SOURCE RECORDS:
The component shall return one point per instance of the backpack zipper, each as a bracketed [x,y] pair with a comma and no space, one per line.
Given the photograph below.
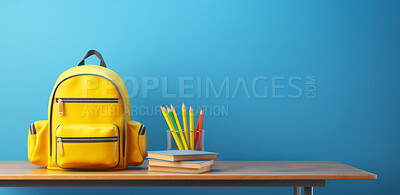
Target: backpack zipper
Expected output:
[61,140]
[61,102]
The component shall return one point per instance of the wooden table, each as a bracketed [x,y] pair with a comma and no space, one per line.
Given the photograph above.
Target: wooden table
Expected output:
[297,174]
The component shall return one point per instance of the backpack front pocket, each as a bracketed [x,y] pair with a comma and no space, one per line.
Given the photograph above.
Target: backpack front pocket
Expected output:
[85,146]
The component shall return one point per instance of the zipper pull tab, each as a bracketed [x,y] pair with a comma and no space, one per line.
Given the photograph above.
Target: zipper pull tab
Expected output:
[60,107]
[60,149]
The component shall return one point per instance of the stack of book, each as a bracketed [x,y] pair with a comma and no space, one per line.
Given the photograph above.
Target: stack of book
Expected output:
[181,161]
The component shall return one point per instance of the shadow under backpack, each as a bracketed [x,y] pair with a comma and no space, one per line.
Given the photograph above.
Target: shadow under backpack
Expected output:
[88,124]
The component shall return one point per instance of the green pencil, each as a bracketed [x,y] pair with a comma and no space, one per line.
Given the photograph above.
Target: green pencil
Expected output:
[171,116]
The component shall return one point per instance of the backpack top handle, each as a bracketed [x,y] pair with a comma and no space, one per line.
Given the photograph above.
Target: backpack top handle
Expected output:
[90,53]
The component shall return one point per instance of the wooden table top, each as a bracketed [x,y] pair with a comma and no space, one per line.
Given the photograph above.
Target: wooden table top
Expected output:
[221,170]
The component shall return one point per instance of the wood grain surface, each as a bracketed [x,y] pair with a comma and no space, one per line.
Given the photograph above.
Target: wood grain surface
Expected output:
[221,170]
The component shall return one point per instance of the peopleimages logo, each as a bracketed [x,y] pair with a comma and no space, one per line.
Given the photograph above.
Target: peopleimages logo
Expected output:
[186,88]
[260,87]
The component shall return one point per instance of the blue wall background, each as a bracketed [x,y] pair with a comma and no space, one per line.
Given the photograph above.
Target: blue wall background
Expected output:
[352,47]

WRITTEN INSTRUCTION: Extract, unchanged, the closing run of lines that opens with the line containing "table top, each" and ends with the last line.

SOLUTION TO THIS TASK:
The component shall return one point per instance of the wooden table top, each as a bracketed [x,y] pair with a comma and no space, one per line.
Given the photograph above.
Target: wooden table top
Expected output:
[221,170]
The component shall return one point per instance of the wood grain surface, each as a bracketed [x,y] pair with a comma and no space, one per line.
Given the photograph above.
Target: wood grain surface
Expected output:
[221,170]
The component shall return one point per instance of the peopleimages logo, each as a bracketed [x,y] pair with a comma and no space, one per line.
Given the photograph above.
Target: peopleimages logo
Expected output:
[186,88]
[260,87]
The component shall return one point per instance of the blue wall background, each as a bracketed [x,y] pair with a comma and no space, one per line.
Given the photograph above.
Target: blue wall background
Expected output:
[352,47]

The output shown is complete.